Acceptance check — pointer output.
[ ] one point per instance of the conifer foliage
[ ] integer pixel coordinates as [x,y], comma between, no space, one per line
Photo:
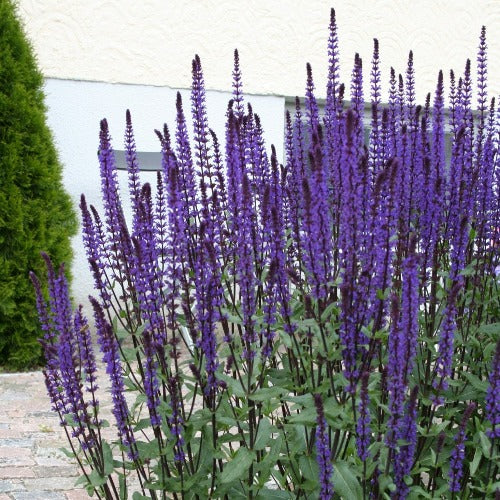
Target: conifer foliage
[35,212]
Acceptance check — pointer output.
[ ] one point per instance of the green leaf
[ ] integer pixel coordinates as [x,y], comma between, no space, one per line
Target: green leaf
[267,393]
[477,383]
[475,461]
[309,468]
[96,479]
[108,458]
[138,496]
[267,494]
[233,384]
[263,434]
[238,466]
[491,329]
[485,444]
[345,482]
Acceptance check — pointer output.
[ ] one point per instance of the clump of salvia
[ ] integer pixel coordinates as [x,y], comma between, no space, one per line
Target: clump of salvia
[322,328]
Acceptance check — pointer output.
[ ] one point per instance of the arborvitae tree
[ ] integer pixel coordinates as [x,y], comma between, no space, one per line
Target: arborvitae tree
[35,212]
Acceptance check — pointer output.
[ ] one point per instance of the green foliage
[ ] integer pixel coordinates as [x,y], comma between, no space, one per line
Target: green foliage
[35,212]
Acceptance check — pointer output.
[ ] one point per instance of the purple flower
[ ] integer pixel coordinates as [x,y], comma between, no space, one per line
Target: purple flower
[323,454]
[493,396]
[444,362]
[403,458]
[363,432]
[175,421]
[458,454]
[111,357]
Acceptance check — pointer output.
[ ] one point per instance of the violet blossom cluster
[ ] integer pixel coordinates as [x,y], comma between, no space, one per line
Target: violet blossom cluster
[325,274]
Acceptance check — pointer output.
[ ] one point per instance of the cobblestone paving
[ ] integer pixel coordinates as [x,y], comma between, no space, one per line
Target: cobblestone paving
[32,467]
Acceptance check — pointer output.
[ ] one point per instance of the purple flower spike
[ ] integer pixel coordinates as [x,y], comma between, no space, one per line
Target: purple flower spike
[363,432]
[456,471]
[493,396]
[446,339]
[403,458]
[323,456]
[111,357]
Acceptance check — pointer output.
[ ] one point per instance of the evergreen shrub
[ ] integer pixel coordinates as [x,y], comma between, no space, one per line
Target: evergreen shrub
[35,211]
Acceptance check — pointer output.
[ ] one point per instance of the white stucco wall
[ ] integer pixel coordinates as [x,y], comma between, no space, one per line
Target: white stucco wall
[153,41]
[74,112]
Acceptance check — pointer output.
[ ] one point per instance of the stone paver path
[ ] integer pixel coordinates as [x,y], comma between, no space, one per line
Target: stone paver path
[32,467]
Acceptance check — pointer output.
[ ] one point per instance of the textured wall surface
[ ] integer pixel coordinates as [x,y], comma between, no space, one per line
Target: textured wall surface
[74,111]
[153,41]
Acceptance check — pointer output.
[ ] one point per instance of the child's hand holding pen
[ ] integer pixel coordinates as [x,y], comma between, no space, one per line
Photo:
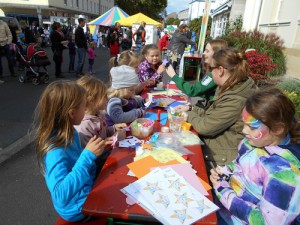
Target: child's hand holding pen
[216,175]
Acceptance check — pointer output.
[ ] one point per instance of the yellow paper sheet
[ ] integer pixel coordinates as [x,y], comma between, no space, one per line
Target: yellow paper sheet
[162,155]
[142,167]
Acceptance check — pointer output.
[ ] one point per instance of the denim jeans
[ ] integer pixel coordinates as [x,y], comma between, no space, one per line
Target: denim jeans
[81,52]
[7,53]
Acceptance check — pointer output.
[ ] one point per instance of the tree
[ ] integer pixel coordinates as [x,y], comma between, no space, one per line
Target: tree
[153,9]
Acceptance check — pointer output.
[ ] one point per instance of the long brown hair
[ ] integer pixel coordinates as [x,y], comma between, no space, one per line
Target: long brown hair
[235,63]
[53,125]
[274,109]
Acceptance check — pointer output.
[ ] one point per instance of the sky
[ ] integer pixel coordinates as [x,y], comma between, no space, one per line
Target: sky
[177,5]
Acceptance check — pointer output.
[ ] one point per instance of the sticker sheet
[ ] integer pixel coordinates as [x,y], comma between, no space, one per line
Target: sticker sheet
[168,197]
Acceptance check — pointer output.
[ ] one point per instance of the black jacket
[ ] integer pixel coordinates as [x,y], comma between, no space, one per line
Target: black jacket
[80,38]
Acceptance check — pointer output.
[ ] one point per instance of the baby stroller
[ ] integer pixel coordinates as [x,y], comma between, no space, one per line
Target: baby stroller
[33,58]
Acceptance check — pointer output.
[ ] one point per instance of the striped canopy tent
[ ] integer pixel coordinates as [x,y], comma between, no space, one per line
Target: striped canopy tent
[107,19]
[138,18]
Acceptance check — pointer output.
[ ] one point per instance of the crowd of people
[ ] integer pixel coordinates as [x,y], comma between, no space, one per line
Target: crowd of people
[251,136]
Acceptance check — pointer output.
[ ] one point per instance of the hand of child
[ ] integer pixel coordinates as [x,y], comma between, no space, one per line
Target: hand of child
[170,71]
[161,69]
[215,176]
[182,108]
[96,145]
[150,82]
[120,126]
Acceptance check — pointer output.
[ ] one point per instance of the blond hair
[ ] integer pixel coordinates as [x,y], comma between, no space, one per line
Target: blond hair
[125,58]
[53,125]
[94,88]
[235,63]
[119,93]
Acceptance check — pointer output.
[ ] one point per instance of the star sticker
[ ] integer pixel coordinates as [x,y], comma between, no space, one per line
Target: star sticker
[152,187]
[176,184]
[164,200]
[202,206]
[181,215]
[183,199]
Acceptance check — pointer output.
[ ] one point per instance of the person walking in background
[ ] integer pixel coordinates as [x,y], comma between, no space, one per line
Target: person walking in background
[81,42]
[72,54]
[91,56]
[139,37]
[29,34]
[99,39]
[5,41]
[13,32]
[58,42]
[205,87]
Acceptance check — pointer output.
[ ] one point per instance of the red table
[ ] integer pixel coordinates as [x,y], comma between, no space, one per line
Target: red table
[106,199]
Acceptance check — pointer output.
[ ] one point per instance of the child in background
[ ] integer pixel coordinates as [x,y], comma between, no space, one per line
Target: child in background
[151,67]
[130,61]
[93,123]
[91,56]
[69,169]
[72,54]
[263,185]
[122,106]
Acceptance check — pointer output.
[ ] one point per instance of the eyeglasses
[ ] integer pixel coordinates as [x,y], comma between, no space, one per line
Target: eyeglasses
[211,68]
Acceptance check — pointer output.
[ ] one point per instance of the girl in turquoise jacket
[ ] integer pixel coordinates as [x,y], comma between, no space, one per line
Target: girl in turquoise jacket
[69,169]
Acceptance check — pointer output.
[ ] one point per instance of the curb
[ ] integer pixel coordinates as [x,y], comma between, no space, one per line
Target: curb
[15,147]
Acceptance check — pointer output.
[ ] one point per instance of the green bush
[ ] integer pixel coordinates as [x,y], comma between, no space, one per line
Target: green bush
[292,88]
[269,44]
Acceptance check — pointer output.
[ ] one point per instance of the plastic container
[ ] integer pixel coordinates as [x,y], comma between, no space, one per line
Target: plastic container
[142,127]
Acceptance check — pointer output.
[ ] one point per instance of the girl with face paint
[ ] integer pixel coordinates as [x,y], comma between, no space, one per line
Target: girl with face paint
[263,182]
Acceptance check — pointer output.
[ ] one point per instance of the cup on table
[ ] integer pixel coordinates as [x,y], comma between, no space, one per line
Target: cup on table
[160,85]
[175,122]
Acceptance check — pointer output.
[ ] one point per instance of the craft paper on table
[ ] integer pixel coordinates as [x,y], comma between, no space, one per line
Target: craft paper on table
[174,104]
[153,116]
[188,174]
[142,167]
[205,185]
[169,198]
[162,154]
[129,141]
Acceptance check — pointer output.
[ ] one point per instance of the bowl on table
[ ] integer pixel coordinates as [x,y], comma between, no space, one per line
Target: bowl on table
[142,127]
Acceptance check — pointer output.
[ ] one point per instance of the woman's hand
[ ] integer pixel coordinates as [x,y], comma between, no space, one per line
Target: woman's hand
[170,71]
[120,126]
[96,145]
[215,176]
[161,69]
[182,108]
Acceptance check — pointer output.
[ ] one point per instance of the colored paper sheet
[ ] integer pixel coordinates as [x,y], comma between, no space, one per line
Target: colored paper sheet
[188,174]
[153,116]
[141,167]
[162,154]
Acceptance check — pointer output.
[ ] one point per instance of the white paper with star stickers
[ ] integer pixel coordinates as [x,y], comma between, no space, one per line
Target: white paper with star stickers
[169,197]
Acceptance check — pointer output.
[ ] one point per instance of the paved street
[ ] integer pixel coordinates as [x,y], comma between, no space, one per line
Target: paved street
[24,197]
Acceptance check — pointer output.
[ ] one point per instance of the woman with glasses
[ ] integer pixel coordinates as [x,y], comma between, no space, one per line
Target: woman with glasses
[206,87]
[220,123]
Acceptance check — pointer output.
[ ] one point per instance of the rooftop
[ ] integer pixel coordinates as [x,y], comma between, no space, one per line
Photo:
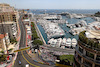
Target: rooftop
[91,39]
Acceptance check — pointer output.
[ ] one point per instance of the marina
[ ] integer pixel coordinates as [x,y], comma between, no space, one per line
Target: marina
[63,26]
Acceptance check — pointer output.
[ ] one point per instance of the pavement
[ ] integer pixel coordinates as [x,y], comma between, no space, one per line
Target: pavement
[23,56]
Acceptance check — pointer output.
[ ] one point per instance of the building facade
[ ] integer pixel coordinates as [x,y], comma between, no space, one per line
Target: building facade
[87,53]
[4,42]
[9,20]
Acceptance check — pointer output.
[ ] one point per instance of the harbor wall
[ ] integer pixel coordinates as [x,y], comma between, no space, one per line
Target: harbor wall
[39,33]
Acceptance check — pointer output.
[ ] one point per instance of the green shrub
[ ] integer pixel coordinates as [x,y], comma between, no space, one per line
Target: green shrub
[37,42]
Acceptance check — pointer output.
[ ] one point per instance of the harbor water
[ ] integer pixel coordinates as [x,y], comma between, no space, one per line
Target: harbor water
[65,28]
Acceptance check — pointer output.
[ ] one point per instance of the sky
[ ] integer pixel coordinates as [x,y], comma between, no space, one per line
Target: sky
[53,4]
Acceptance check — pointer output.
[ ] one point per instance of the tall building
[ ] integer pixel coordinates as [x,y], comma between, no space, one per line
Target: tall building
[4,42]
[8,20]
[87,53]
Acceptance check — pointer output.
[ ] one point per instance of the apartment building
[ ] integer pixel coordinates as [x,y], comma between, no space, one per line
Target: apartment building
[8,20]
[4,42]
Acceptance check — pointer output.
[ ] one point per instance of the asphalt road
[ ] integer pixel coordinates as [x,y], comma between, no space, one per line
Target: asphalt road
[23,56]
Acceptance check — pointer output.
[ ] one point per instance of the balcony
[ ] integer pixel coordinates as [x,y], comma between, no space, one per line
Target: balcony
[88,46]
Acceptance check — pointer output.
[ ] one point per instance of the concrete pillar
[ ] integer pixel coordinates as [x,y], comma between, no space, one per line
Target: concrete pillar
[81,60]
[84,52]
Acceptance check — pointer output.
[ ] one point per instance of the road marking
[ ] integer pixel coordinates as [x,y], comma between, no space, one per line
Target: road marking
[22,49]
[28,61]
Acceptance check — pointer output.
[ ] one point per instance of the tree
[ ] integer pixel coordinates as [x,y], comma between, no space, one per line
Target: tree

──────────

◆ WHAT NEEDS TO BE DONE: Please give back exactly the lines of this listing beginning at the line with "Target: crowd of people" and ending with the line with "[ ] one point per instance of the red table", both included, and nothing else.

◆ ANSWER AREA:
Target: crowd of people
[251,136]
Acceptance check — pointer output.
[ ] one point per instance of the hand of child
[ ] integer pixel coordinates as [x,y], comma between, no space, one per line
Target: hand of child
[170,71]
[161,69]
[215,176]
[182,108]
[96,145]
[150,82]
[120,126]
Acceptance check — pointer output.
[ ] one point per instance of the blond hair
[ ] integer pixel coordinates as [x,y], comma between, no space, one per line
Target: blond hair
[125,58]
[53,125]
[94,88]
[235,63]
[119,93]
Acceptance check — pointer output.
[ ] one point per instance of the star sticker
[ ] integer pixel coordinates as [x,y], comma between, no space, one per line
Target: star sticker
[152,187]
[176,184]
[164,200]
[202,206]
[181,215]
[183,199]
Acceptance check — pointer output.
[ ] one point per instance of the person walking in background
[ ] integer pixel coordinates as [x,y], comma between, no space, one per line
Target: person walking in background
[81,42]
[72,54]
[91,56]
[139,37]
[29,34]
[99,39]
[5,41]
[13,32]
[58,42]
[205,87]
Acceptance check — pointer output.
[ ] one point per instance of the red table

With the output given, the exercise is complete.